== TASK LIST ==
1. Transcribe the portion of the article on the Down's syndrome test that begins with the words containing "The UK National" and ends with "characteristic physical features.".
2. According to the article on the Down's syndrome test, roughly how many babies are born with the condition each year in England and Wales?
3. Resume the article on the Down's syndrome test, picking up after its final sentence.

*** DOCUMENT PASSAGE

Safer Down's test backed for NHS use
Pregnant women in the UK should soon get a safer and more accurate test for Down's syndrome on the NHS, to reduce the risk of miscarriage.
The UK National Screening Committee has backed the test, saying it would reduce anxiety for expectant mothers.
The move would prevent thousands of invasive procedures, in which one in every 200 women loses her baby.
The test analyses tiny fragments of the baby's DNA that end up in the mother's blood, to look for abnormalities.
Down's syndrome is a genetic condition that typically causes some level of learning disability and characteristic physical features.
About 775 babies are born with the condition each year in England and Wales, according to the NHS
The NHS offers screening to women 11 to 14 weeks into their pregnancy.
At the moment, an ultrasound scan, the mother's age and other factors such as smoking are combined to assess the likelihood of a baby having Down's.
Anyone with a greater than one-in-150 chance of having a baby with Down's is offered an amniocentesis, in which a needle is used to extract a sample of amniotic fluid surrounding the foetus.
But it is a risky procedure, which will give a negative result in the overwhelming majority of cases.
The new non-invasive prenatal blood test (NIPT) will be offered to women instead.
Down's syndrome is caused by an extra copy of chromosome 21, and it is this extra DNA from the baby that the test spots in the mother's blood.
If the test is positive, doctors will still recommend an amniocentesis, but the invasive procedure will become unnecessary for the majority of women.

******
*** RECORDED INFORMATION

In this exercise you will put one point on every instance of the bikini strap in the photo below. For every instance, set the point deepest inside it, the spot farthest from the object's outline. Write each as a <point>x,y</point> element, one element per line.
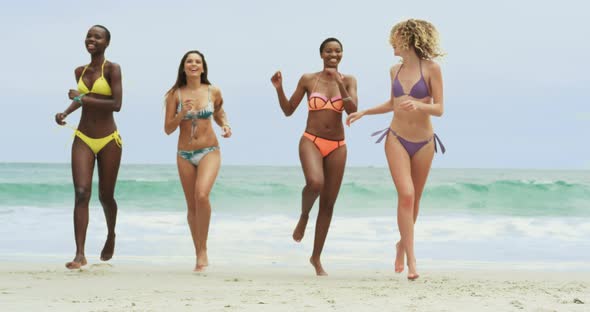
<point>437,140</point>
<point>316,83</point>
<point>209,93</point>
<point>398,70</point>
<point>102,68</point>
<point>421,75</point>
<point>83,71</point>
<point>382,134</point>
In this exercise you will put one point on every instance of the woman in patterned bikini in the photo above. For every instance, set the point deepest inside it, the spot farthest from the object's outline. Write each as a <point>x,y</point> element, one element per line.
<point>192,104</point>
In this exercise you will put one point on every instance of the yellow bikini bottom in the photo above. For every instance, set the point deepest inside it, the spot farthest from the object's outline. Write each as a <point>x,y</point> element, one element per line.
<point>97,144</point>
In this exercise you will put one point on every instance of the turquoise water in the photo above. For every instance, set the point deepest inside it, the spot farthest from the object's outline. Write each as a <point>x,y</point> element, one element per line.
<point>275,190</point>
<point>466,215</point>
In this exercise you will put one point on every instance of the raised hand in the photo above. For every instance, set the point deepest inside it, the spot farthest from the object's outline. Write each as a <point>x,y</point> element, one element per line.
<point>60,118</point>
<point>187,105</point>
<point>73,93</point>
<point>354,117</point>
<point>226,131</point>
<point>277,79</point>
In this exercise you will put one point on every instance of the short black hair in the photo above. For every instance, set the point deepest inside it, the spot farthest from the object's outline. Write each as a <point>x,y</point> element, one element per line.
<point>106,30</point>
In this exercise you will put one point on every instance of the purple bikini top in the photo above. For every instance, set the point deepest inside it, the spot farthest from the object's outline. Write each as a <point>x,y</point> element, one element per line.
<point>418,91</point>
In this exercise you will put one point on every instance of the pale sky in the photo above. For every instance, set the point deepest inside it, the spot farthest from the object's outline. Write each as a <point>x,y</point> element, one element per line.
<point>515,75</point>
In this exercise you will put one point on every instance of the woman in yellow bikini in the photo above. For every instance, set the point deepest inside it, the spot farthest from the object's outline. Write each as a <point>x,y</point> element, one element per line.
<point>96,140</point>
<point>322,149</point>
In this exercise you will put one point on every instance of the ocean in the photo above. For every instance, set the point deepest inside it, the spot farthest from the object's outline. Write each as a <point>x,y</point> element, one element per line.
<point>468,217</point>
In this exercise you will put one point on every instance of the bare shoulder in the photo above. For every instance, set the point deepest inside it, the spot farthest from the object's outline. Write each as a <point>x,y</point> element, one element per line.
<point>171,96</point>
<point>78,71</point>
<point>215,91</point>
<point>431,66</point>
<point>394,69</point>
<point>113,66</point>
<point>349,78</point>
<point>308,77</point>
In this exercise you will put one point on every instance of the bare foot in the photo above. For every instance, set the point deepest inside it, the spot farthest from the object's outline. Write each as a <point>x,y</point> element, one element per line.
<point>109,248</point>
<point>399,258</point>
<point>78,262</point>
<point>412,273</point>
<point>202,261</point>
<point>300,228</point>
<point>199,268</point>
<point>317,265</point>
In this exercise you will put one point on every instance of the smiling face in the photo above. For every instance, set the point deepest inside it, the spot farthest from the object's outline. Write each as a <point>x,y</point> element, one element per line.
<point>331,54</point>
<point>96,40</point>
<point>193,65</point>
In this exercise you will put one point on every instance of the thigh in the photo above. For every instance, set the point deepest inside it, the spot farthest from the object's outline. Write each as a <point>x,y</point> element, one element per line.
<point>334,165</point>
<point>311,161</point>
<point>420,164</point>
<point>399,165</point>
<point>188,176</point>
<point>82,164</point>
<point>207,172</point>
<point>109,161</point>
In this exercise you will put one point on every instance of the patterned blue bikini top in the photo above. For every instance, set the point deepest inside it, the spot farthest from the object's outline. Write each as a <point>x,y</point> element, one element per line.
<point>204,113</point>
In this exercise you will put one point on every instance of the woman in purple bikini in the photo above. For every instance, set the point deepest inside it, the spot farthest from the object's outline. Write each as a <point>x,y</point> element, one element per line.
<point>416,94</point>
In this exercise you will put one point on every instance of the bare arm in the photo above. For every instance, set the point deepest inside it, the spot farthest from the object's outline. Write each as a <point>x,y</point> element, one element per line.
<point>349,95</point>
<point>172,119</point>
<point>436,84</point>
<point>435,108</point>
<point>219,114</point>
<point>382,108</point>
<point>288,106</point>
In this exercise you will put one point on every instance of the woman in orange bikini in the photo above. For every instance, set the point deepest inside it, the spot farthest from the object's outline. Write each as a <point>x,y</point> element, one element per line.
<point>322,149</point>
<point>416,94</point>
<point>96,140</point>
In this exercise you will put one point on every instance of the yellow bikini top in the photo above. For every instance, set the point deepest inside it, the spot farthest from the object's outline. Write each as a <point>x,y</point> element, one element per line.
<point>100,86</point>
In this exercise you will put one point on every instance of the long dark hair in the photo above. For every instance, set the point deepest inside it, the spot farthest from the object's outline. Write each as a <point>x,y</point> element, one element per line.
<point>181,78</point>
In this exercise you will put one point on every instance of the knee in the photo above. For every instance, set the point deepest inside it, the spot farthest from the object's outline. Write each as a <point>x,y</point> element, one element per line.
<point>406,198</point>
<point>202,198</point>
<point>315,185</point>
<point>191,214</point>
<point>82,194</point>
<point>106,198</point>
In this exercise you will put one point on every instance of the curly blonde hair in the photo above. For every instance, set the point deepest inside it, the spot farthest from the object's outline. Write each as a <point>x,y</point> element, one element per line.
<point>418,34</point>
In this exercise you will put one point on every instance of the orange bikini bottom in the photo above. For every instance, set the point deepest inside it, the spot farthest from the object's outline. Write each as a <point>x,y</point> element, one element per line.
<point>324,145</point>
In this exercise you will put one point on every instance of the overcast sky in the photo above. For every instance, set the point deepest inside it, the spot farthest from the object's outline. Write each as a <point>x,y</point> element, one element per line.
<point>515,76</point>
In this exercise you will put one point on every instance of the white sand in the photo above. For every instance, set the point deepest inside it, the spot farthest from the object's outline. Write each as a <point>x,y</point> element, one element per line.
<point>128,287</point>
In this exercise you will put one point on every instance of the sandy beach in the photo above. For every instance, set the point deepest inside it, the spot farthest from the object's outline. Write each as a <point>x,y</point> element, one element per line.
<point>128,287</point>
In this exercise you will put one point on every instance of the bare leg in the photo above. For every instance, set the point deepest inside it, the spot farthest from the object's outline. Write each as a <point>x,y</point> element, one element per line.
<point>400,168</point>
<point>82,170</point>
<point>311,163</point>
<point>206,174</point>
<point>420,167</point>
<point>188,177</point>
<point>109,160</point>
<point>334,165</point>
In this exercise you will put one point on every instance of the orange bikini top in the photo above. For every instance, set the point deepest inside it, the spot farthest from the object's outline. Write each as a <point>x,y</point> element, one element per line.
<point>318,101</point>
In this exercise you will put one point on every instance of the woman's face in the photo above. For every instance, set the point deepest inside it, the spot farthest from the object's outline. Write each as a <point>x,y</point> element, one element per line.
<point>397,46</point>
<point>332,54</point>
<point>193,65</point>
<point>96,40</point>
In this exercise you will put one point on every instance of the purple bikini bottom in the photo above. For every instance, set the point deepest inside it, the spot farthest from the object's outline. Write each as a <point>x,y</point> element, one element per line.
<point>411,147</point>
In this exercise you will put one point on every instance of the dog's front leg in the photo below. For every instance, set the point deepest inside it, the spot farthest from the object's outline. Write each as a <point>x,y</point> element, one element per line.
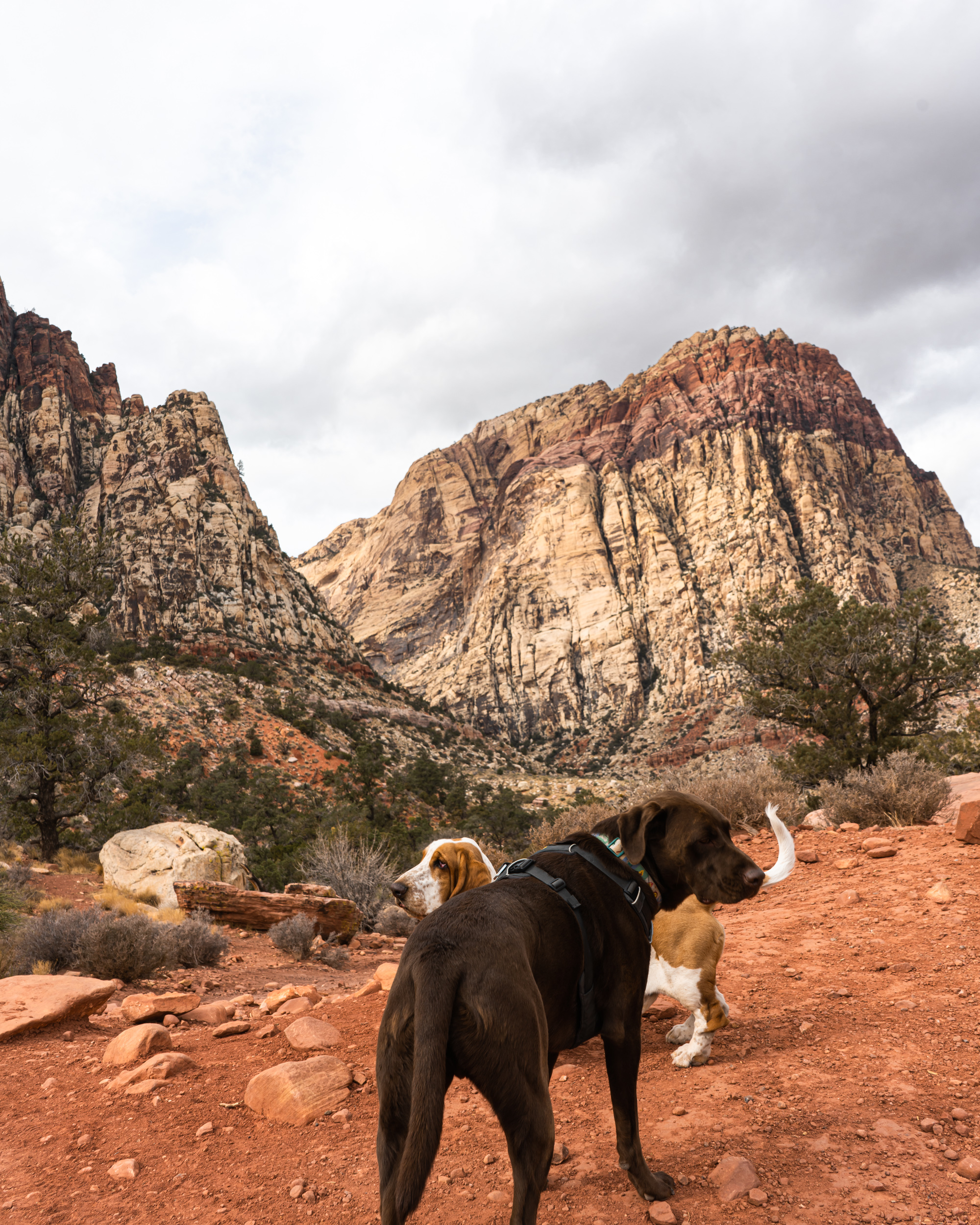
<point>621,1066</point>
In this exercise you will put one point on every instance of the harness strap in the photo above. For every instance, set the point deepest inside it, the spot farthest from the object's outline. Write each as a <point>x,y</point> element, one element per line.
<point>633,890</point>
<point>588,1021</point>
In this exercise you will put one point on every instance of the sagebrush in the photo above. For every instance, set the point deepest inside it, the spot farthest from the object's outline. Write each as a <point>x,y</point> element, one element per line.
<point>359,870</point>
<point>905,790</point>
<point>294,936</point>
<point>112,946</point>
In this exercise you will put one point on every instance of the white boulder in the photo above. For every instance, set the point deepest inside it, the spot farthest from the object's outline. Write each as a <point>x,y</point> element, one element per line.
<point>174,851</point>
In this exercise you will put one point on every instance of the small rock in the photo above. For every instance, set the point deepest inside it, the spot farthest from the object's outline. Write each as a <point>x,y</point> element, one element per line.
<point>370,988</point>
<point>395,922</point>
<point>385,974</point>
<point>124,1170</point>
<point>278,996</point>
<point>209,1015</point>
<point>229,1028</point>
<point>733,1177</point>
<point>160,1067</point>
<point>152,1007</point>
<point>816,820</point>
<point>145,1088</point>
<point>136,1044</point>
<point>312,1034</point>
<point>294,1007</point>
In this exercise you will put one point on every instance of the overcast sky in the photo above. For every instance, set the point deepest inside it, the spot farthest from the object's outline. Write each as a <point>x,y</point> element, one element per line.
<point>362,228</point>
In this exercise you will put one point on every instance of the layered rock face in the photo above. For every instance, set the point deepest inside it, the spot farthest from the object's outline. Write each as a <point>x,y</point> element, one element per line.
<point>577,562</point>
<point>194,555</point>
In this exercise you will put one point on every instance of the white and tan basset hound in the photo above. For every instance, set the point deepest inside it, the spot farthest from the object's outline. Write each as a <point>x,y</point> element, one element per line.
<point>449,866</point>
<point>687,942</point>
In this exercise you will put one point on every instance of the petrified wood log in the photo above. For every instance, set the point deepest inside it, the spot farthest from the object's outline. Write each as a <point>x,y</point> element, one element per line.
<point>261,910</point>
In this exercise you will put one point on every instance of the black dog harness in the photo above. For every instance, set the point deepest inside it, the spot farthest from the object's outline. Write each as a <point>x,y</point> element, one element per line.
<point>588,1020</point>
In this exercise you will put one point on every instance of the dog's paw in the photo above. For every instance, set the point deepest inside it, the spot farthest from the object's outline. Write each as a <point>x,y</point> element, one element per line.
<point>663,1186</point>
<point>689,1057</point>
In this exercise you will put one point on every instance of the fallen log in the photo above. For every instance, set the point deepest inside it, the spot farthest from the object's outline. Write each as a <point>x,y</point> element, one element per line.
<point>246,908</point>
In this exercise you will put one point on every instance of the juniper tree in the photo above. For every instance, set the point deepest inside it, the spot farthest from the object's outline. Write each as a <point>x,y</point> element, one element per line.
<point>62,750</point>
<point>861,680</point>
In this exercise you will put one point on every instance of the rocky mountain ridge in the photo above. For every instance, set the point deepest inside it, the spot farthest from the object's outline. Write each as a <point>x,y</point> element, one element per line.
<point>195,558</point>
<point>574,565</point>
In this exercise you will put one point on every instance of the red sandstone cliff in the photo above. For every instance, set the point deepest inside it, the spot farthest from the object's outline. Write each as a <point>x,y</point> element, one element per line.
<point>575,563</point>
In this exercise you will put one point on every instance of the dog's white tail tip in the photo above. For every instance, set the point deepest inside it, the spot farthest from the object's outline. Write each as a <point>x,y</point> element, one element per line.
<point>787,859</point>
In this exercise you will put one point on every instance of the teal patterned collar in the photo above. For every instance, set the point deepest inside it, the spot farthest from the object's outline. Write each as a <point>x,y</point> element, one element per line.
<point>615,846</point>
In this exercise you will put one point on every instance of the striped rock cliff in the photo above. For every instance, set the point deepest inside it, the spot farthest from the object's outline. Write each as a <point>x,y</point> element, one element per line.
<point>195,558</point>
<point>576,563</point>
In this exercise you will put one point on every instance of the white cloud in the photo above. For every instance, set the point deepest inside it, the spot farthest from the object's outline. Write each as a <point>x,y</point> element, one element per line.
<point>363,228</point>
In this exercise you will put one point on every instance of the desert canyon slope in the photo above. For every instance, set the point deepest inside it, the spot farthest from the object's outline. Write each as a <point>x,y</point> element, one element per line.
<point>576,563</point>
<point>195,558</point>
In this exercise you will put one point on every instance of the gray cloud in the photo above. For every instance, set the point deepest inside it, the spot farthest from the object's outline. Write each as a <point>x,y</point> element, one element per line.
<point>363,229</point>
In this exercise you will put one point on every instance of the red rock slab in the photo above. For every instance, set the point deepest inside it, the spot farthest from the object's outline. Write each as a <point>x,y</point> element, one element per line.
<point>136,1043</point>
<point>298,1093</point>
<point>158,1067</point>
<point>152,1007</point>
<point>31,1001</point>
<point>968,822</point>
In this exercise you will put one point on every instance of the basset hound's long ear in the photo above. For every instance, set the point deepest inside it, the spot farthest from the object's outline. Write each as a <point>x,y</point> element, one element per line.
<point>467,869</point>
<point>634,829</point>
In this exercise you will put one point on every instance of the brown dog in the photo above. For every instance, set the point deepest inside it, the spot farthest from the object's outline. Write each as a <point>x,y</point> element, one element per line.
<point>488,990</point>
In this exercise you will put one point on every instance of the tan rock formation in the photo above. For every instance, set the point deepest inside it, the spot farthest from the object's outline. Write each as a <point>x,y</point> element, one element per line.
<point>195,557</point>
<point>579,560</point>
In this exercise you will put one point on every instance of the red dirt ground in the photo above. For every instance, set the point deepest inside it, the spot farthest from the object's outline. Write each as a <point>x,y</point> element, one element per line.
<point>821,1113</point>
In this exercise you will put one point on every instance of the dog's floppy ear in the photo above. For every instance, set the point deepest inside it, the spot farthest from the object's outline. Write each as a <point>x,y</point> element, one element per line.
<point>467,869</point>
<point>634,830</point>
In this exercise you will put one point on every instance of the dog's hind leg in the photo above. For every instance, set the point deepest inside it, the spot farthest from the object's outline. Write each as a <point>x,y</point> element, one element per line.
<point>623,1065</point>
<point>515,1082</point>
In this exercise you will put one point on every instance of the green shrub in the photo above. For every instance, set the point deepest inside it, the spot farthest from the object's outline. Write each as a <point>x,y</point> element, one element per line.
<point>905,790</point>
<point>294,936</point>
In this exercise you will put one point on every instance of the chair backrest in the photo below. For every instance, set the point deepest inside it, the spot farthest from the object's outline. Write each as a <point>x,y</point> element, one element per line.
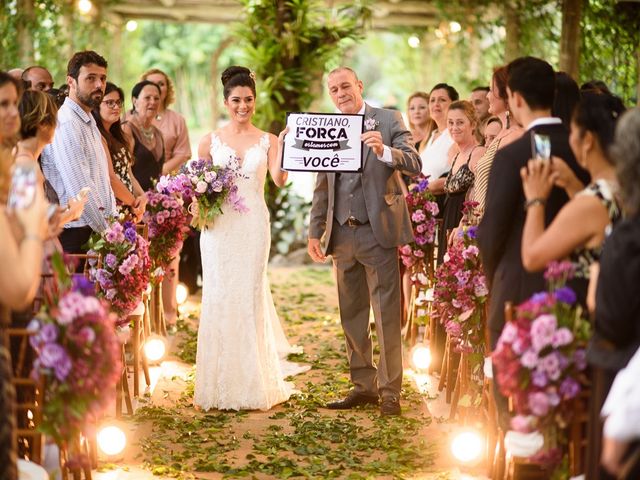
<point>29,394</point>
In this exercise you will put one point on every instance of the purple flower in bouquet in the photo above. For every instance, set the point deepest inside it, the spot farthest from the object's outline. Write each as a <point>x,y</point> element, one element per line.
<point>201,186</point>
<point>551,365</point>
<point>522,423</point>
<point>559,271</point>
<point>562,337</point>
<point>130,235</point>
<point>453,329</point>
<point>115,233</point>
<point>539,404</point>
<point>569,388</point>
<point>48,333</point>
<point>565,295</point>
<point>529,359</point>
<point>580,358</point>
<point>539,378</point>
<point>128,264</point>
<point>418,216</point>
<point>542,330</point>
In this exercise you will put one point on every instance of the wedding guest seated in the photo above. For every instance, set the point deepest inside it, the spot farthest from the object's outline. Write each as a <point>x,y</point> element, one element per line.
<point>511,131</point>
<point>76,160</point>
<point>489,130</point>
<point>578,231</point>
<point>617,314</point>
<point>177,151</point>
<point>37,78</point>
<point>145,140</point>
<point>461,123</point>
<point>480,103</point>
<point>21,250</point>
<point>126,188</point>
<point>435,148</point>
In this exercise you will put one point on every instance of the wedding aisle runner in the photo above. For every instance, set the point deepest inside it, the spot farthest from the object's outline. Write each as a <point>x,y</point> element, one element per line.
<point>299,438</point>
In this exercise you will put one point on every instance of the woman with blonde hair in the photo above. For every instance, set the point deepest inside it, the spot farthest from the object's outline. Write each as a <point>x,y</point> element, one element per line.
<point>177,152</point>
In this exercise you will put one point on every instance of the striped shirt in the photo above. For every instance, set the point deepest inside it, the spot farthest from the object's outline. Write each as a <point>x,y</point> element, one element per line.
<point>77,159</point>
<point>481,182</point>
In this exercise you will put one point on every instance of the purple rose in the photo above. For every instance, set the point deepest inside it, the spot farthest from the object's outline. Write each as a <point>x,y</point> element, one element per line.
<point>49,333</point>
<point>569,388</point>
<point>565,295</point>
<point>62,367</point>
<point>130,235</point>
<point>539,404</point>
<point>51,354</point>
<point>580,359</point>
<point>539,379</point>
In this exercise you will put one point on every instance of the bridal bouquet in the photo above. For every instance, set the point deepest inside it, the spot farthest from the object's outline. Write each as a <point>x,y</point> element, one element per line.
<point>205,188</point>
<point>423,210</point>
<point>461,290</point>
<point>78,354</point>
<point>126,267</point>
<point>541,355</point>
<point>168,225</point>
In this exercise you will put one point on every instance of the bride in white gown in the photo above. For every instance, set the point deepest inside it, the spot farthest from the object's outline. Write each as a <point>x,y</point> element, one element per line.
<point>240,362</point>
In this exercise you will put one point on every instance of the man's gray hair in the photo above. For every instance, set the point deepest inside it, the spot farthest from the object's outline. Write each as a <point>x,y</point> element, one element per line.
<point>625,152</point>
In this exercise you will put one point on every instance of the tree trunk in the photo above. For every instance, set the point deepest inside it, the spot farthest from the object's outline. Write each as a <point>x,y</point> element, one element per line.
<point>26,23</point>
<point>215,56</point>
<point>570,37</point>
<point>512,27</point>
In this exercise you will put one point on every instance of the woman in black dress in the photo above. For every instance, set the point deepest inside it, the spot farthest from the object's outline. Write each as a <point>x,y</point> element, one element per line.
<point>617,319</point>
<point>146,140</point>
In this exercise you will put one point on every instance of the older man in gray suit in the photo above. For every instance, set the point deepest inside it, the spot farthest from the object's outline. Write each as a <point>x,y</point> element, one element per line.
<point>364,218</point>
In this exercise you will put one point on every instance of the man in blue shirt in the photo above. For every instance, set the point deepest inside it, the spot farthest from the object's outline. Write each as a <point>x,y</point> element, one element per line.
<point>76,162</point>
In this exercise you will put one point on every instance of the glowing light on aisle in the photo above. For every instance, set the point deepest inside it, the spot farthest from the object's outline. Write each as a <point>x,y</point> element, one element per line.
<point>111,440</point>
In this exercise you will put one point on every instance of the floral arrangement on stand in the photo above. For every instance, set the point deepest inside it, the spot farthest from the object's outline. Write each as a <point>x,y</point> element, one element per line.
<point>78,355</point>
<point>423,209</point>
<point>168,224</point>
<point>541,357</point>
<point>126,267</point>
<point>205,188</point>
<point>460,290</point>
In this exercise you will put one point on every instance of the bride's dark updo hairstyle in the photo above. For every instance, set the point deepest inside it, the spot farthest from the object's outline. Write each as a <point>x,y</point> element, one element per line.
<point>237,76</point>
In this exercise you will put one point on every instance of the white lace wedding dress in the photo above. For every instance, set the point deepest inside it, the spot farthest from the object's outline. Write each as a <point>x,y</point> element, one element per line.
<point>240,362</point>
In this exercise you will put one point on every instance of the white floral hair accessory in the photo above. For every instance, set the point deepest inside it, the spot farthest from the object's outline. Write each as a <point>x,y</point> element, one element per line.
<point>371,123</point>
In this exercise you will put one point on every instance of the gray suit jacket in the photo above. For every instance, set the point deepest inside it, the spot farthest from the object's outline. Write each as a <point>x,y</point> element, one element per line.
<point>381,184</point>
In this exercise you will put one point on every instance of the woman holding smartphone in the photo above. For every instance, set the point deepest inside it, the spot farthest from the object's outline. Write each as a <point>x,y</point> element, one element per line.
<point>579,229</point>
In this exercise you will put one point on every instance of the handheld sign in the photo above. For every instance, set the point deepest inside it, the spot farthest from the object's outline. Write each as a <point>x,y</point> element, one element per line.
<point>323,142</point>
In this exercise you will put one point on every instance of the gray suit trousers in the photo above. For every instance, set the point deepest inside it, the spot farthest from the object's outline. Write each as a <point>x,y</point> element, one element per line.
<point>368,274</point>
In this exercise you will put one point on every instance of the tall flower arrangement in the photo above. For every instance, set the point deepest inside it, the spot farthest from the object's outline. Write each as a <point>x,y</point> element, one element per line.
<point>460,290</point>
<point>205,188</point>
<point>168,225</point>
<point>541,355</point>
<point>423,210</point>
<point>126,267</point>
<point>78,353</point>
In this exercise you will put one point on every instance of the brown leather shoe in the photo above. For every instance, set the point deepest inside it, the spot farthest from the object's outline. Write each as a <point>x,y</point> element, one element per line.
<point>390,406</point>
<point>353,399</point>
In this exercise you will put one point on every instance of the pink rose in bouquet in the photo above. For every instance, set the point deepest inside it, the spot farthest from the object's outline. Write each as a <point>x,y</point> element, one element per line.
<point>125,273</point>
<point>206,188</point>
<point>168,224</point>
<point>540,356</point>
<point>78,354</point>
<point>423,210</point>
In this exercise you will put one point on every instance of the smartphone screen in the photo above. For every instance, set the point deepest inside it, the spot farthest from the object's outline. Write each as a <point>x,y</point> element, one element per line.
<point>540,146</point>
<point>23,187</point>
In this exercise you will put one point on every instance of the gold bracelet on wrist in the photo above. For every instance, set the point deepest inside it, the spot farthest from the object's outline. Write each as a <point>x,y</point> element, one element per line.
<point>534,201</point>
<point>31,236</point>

******

== YOUR WRITTEN ANSWERS ==
1.
The UK National Screening Committee has backed the test, saying it would reduce anxiety for expectant mothers.
The move would prevent thousands of invasive procedures, in which one in every 200 women loses her baby.
The test analyses tiny fragments of the baby's DNA that end up in the mother's blood, to look for abnormalities.
Down's syndrome is a genetic condition that typically causes some level of learning disability and characteristic physical features.

2. About 775

3.
The UK National Screening Committee, which advised health authorities in England, Wales, Scotland and Northern Ireland, has recommended non-invasive pre-natal testing is introduced.
Dr Anne Mackie, the director of programmes at the UK National Screening Committee, told the BBC News website: "I think it has the potential to make a great deal of difference.
"It will give more accurate results and reduce anxiety in a significant number of people."
The new screening plan will be rolled out gradually as it is still uncertain how popular the test will be among women and how effective it will be for other conditions such as Edwards' and Patau's syndromes.
But estimates suggest between 3,000 and 5,000 amniocenteses each year will no longer be necessary.
Great Ormond Street Hospital conducted trials to assess how non-invasive prenatal testing could be used on the NHS.
It indicated many women who would have refused the amniocentesis chose to have the safer test.
Prof Lyn Chitty, who led those trials, told us: "I'm very pleased that they've made the decision to introduce it into NHS maternity care for all women, we know many are going to the private sector for it at the moment.
"For those getting reassurance, it's great and they can enjoy the rest of their pregnancy.
"For those with a positive diagnosis, we have to put measures in place to support them."
She said the testing "might" lead to an increase in abortions but her study showed "many are using it to prepare for the birth of a baby with Down's syndrome".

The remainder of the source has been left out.